--- What the exercise asks ---
Among the entries below, count each line holding the word "cluster". Write only the number.
Top of Provided data
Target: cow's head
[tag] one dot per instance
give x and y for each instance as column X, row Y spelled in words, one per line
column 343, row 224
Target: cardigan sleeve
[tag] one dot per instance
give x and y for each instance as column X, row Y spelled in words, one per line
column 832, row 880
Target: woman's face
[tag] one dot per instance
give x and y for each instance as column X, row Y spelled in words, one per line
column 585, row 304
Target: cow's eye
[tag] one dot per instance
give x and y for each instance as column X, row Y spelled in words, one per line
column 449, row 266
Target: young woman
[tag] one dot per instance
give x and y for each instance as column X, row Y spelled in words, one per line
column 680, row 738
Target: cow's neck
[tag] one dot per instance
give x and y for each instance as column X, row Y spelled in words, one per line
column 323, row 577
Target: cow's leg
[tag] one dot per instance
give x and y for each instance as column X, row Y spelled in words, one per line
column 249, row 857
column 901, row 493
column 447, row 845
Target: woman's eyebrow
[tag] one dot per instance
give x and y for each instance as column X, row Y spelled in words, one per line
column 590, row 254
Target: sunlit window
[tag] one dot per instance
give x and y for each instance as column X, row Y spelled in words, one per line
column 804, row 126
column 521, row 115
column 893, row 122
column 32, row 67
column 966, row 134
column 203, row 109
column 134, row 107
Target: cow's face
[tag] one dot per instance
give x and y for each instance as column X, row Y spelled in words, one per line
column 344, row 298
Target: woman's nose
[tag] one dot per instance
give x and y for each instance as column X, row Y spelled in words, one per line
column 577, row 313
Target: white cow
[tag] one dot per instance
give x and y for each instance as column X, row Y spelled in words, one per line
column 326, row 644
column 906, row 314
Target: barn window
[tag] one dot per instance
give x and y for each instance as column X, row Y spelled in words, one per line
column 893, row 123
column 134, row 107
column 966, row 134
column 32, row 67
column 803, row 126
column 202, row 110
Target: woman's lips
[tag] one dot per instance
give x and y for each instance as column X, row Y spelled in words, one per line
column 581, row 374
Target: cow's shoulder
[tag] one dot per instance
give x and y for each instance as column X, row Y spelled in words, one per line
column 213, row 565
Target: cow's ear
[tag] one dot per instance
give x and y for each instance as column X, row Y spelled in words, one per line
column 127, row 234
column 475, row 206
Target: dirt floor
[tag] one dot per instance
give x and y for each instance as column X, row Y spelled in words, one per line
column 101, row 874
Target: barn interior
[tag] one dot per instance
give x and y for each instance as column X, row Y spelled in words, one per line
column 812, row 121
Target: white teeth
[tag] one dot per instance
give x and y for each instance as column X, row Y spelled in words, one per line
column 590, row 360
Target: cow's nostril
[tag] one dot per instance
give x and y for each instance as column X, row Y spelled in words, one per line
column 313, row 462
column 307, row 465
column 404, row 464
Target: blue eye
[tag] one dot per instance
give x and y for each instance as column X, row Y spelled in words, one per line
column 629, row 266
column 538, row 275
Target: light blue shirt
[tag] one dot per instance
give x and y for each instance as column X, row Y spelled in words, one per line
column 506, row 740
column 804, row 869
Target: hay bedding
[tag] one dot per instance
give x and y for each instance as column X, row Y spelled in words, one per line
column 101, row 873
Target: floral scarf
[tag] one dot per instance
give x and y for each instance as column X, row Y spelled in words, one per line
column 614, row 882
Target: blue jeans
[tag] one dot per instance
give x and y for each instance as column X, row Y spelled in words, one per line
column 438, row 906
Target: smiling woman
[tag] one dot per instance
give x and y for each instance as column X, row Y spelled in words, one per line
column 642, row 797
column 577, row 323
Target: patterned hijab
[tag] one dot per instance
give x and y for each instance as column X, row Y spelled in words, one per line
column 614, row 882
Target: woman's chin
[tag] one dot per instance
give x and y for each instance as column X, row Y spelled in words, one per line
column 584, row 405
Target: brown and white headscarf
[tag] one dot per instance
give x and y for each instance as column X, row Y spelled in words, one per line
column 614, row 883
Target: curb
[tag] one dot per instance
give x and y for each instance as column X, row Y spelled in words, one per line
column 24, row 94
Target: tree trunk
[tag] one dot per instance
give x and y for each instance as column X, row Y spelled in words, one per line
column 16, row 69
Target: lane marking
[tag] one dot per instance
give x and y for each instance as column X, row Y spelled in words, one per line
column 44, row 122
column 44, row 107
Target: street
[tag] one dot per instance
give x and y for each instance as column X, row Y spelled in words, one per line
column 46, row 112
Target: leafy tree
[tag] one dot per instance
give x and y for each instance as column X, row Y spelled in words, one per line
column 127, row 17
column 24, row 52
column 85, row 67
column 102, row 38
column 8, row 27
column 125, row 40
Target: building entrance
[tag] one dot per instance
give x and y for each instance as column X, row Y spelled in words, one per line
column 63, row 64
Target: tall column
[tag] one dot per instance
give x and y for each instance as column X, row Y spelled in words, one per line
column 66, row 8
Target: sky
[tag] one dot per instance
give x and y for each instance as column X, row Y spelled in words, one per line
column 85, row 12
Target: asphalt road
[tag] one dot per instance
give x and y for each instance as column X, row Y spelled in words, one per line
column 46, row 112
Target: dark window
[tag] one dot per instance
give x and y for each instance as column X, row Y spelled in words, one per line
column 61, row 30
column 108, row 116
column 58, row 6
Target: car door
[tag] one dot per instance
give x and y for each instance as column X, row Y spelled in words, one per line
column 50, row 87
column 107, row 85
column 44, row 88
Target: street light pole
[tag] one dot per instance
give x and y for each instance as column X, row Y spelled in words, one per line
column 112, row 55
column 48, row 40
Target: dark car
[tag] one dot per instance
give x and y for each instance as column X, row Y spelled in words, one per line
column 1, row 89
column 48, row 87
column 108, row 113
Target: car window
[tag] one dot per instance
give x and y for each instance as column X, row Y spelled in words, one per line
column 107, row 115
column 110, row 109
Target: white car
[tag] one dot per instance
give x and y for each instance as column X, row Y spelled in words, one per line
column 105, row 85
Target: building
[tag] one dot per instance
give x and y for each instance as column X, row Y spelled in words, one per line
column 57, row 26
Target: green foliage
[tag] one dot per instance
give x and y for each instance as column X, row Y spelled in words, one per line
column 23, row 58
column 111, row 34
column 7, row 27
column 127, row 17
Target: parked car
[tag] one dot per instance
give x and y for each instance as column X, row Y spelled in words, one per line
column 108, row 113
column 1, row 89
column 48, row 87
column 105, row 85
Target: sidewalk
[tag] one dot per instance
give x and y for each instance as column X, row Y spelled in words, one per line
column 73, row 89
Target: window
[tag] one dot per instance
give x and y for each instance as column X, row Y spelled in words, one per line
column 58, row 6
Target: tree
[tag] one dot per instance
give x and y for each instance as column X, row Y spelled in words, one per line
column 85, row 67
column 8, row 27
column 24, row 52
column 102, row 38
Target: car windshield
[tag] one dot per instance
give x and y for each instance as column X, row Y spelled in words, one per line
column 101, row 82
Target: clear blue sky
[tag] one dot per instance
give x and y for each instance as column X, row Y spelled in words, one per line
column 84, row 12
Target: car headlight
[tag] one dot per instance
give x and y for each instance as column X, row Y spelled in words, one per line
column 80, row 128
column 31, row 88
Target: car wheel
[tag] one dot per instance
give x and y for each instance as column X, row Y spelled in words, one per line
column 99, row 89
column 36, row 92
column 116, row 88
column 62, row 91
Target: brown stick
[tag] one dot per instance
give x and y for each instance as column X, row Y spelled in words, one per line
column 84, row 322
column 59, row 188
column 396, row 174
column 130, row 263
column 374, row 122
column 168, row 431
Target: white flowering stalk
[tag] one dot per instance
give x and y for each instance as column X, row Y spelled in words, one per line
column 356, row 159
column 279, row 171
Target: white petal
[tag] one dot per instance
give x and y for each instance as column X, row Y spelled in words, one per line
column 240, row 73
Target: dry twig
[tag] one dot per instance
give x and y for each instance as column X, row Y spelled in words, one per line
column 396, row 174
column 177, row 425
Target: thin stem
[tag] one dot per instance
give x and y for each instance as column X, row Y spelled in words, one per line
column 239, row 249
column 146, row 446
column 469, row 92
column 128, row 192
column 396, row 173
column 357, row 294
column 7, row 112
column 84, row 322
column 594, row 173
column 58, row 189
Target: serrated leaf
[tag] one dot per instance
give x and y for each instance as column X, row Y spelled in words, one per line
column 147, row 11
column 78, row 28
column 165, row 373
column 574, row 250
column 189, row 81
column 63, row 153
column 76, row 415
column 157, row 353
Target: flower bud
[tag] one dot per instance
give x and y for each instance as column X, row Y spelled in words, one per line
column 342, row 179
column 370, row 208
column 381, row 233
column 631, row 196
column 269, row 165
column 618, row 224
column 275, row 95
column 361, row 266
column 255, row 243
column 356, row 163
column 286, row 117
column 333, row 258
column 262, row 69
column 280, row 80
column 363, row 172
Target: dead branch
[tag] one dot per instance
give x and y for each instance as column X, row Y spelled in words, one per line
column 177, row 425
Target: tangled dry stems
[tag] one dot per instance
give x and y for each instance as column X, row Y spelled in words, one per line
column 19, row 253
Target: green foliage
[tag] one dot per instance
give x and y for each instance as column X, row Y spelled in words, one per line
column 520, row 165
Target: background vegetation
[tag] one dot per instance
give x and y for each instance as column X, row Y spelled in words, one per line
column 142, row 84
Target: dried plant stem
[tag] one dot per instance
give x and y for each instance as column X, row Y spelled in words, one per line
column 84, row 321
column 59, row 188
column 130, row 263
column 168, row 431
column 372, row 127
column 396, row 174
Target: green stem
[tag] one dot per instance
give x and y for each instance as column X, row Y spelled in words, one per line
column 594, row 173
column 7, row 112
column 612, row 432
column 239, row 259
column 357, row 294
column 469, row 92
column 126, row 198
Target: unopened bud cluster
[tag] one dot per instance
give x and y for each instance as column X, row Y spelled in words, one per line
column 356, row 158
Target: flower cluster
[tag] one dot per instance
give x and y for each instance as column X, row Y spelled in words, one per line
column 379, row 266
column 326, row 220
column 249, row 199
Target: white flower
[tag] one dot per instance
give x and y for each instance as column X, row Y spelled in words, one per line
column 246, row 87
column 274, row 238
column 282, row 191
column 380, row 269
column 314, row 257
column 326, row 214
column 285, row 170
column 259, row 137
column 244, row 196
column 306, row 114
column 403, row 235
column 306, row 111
Bottom of Provided data
--- Solution to this task ---
2